EXERCISE DESCRIPTION:
Each line below should be retyped exactly, with no pictures.

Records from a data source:
::::

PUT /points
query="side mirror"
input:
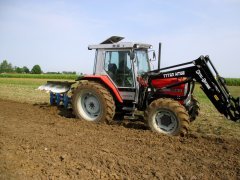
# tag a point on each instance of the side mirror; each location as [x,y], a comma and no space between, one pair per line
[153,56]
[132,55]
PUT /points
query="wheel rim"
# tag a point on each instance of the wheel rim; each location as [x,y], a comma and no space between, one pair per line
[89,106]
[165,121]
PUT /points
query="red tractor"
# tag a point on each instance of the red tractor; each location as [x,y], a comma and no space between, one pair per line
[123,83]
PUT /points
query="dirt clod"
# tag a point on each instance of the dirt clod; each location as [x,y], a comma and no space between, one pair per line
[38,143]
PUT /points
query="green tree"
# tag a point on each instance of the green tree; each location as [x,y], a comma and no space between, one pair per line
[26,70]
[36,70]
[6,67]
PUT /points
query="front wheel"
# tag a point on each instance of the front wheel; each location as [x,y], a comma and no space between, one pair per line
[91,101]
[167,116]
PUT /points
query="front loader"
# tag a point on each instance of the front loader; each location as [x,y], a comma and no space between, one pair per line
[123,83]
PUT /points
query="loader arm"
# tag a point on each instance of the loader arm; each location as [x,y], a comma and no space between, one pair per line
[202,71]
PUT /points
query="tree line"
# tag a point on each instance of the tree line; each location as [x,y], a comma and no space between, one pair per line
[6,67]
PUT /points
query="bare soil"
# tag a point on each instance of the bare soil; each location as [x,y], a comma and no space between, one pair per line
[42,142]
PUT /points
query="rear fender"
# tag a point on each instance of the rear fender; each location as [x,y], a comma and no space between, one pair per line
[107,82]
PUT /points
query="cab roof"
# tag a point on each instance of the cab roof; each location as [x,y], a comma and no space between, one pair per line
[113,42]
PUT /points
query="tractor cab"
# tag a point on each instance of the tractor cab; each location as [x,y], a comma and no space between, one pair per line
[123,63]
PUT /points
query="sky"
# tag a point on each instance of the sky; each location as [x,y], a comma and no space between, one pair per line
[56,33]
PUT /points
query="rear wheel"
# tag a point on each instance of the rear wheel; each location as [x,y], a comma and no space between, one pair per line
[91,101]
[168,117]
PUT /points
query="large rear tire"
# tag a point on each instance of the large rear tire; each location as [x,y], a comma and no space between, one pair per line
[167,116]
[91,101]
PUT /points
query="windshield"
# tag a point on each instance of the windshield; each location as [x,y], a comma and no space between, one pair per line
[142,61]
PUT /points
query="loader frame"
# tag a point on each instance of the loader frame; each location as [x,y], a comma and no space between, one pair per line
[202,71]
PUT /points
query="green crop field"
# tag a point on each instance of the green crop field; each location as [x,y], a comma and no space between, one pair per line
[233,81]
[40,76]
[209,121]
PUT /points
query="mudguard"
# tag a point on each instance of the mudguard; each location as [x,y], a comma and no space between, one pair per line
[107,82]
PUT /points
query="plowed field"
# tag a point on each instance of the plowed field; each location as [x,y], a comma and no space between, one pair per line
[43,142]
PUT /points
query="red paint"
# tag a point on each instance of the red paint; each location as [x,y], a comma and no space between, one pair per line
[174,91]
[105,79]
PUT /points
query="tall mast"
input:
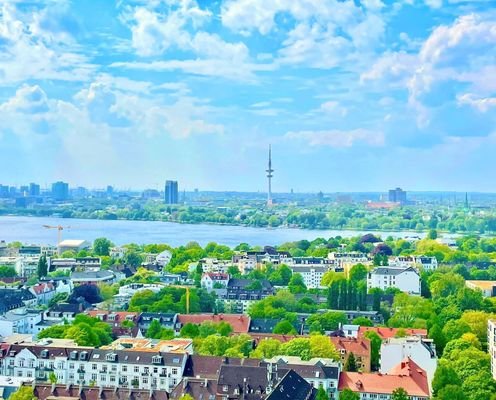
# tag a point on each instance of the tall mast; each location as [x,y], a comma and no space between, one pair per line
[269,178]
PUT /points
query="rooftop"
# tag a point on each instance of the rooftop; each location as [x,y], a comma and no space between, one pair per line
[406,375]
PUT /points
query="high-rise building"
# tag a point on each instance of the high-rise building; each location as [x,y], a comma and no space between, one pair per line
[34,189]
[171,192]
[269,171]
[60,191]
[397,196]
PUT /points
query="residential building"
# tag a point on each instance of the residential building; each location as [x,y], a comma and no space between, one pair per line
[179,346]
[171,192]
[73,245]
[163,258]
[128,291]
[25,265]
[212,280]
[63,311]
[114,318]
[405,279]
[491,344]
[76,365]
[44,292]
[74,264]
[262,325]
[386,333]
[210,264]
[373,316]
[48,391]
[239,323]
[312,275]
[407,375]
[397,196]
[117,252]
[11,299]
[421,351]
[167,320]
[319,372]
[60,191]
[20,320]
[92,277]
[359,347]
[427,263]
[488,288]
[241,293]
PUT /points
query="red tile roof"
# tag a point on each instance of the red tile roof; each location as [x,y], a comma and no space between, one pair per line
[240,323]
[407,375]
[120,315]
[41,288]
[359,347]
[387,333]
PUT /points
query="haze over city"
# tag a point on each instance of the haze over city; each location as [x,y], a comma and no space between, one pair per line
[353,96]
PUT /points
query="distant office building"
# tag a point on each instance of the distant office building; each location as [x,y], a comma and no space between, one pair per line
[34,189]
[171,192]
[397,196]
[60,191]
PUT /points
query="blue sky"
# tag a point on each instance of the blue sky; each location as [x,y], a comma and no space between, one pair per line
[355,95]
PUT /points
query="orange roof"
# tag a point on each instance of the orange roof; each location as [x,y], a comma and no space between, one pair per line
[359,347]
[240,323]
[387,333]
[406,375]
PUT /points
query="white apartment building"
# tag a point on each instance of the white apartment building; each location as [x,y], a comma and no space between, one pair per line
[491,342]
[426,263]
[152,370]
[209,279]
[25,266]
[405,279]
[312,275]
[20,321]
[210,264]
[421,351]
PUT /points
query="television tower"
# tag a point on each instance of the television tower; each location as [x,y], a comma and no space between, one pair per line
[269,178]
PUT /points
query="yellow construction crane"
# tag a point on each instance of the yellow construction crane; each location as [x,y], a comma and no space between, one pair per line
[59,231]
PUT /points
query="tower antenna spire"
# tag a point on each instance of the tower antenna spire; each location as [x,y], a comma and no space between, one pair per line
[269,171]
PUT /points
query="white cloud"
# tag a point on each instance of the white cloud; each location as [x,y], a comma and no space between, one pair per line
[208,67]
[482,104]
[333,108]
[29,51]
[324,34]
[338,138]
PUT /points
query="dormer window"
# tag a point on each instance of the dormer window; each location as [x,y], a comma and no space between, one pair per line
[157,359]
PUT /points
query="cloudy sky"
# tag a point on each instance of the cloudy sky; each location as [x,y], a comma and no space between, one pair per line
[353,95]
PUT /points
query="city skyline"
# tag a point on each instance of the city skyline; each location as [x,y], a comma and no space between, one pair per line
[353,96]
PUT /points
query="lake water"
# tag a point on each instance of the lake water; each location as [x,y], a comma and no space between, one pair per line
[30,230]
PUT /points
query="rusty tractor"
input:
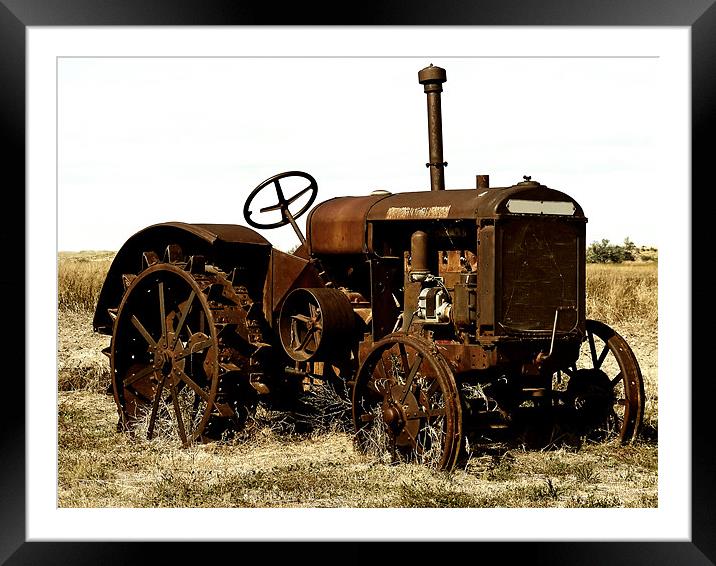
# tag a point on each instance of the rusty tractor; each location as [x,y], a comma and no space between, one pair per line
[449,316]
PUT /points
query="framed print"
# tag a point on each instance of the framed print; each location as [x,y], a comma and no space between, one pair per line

::::

WRITTEN ANSWER:
PUT /points
query="side mirror"
input:
# tag a point on each instance of the side mirror; each location as [x,y], a comma and no space between, one pair per line
[153,56]
[132,55]
PUT /points
query="wheel rim"
# tag a point on each instance of the wheel rim; each location as [x,y], a comma and no space between, one pair per line
[89,106]
[165,121]
PUT /points
query="red tractor"
# tag a point on each instance of the red tractor; each location as [x,y], a comma and no space between, one pair per line
[123,83]
PUT /points
query="dirt clod"
# tag a point on each instance of the dirt clod; each location as [x,y], a comma and no space between, one pair per line
[38,143]
PUT /points
query="green tree"
# tag a point on each instance of the green tree; each location as [x,y], a comma and no space between, one pair per line
[26,70]
[36,70]
[6,67]
PUT /points
query="front wheel"
# tag a point on each instance of the front wheel; each location as [x,y], a comma and no space between, one pair per line
[91,101]
[167,116]
PUT /points
query="front loader"
# tag a point on each instance of the front loader; each location as [x,y], a comma and no space between, one pair per line
[123,83]
PUT /points
query="loader arm"
# tag a point on each instance of the loader arm; each location as [x,y], a comma and no space between, one pair per line
[202,71]
PUT /points
query="tree line"
# tag a point on each instance of the tree line; each location as [x,y], a comma and no space between, one pair per line
[6,67]
PUT /points
query="bare soil"
# tag a point on each instance of the bare soil; each location as [x,y], a comma and no space between, one pair per line
[42,142]
PUT /points
query="rear fender"
# tag a point on each instance of the rear fender; each location as [x,y], a comma and no space between, one pair per line
[107,82]
PUT /points
query="cab roof"
# tag a point on each instance of the cab roof; each location as [x,y], a comma and no space between, one pair per line
[113,42]
PUT /points
query="tractor cab"
# tag a point on each instance of the tractor cab; each location as [x,y], a comma and no space between, one pair per line
[123,63]
PUT /points
query="sky"
# tag a point on each instance of the sky; each location as [x,y], a comma and no space between, one pair per line
[56,33]
PUT /points
query="rear wheel"
# tag a point on each instance of the rear wheel; each location as [x,y], a comma and no space between, one pair per line
[91,101]
[168,117]
PUT /points
query="large rear tire"
# tag a point on each instance of the large rear tire; each location as [x,y], a comma and no space between, one pair per line
[167,116]
[91,101]
PUT /points
query="windshield"
# tag a point on each instance of the windshield; each location as [x,y], a comma and no space between, one pair per line
[142,61]
PUT /points
query="loader frame"
# tag a point on each instance of the loader frame; each location as [x,y], a comma and no space between, one pair per line
[202,71]
PUT /points
query="green crop field"
# tag a point on each instance of the green crop field; each location as [x,y], a comma and no space between, one pair per line
[233,81]
[40,76]
[209,121]
PUT /points
query="mudguard"
# tag a point on each instance of the mudguard; each location as [x,y], a comma and no space between, one pair per line
[107,82]
PUT /points
query="plowed field"
# tag a point on each instance of the plowed field; each location as [x,y], a comma and no space between, one pair per line
[43,142]
PUT /points
query="red paint"
# tag a point on each instance of the red paint; each location as [x,y], a comma and no space between, one pair per line
[174,91]
[105,79]
PUT /points
query="tall mast"
input:
# tag a point on each instance of the tall mast; each location as [x,y], a comma and no space between, one pair per line
[269,178]
PUT /points
query="rooftop"
# tag a point on each instance of the rooftop; each location as [x,y], a comma and no space between, one pair per line
[406,375]
PUT /points
query="high-rise building"
# tag a point on each instance of the high-rise building; each location as [x,y], a comma and no space between, one pair per line
[34,189]
[171,192]
[269,171]
[60,191]
[397,196]
PUT /points
query="residential building"
# tag a point on each instance of the residential building; each location as [x,y], a comma and no space between, one pair per line
[179,346]
[171,192]
[73,245]
[163,258]
[128,291]
[25,265]
[212,280]
[63,311]
[114,318]
[405,279]
[491,344]
[76,365]
[44,292]
[74,264]
[262,325]
[386,333]
[210,264]
[373,316]
[48,391]
[239,323]
[312,275]
[407,375]
[397,196]
[117,252]
[11,299]
[421,351]
[167,320]
[319,372]
[60,191]
[20,320]
[92,277]
[359,347]
[427,263]
[488,288]
[241,293]
PUT /points
query="red tile roof"
# tag a point on each instance of the red tile roof; each location as [x,y], a comma and no space between, one pair per line
[240,323]
[407,375]
[120,315]
[41,288]
[359,347]
[387,333]
PUT /points
query="haze over city"
# tag a point on each instance of the haze over city; each location as [x,y], a comma and no space between, one pair per line
[353,96]
PUT /points
query="distant office building"
# tag a point on each instance of the distant office building; each location as [x,y], a comma and no space between, one pair per line
[34,189]
[171,192]
[397,196]
[60,191]
PUT /points
query="blue sky"
# tag a point on each instance of the blue sky; each location as [x,y], a comma and no space between, one pair per line
[355,95]
PUT /points
query="orange roof"
# tag a point on each instance of the orange roof; each location as [x,y], a comma and no space between, one pair per line
[359,347]
[240,323]
[387,333]
[406,375]
PUT /points
query="white apartment building"
# tag a point on each instance of the white apartment building; each location as [x,y], a comma and no space between, one pair per line
[491,342]
[426,263]
[152,370]
[209,279]
[25,266]
[405,279]
[312,275]
[20,321]
[210,264]
[421,351]
PUT /points
query="television tower"
# tag a point on each instance of the television tower; each location as [x,y], a comma and no space between, one pair per line
[269,178]
PUT /points
query="yellow construction crane"
# tag a point on each instance of the yellow construction crane; each location as [x,y], a comma and no space between, one pair per line
[59,231]
PUT /points
query="tower antenna spire"
# tag a point on each instance of the tower antenna spire; each location as [x,y], a comma and no space between, one pair per line
[269,171]
PUT /points
query="white cloud"
# tag a point on each instance of the white cloud; each location as [x,y], a comma and no space between, one pair per line
[208,67]
[482,104]
[333,108]
[29,51]
[324,34]
[338,138]
PUT /points
query="dormer window"
# tag a point on each instance of the dormer window; each location as [x,y], a comma and no space between, one pair per line
[157,359]
PUT /points
query="cloudy sky"
# tag a point on each instance of the cloudy sky; each location as [x,y], a comma and no space between, one pair per line
[353,95]
PUT /points
query="city skyline"
# tag a point on each instance of the city skyline; each location as [x,y], a comma and no space between, one pair per line
[353,96]
PUT /points
query="lake water"
# tag a point on each instance of the lake water; each location as [x,y], a comma and no space between, one pair per line
[30,230]
PUT /points
query="rusty tractor"
input:
# tag a point on each instance of the rusty tractor; each location as [x,y], a comma and no space between, one pair per line
[449,316]
PUT /points
query="framed print"
# tag a point on each instance of the framed print; each location as [x,y], a comma and no space between, one pair per line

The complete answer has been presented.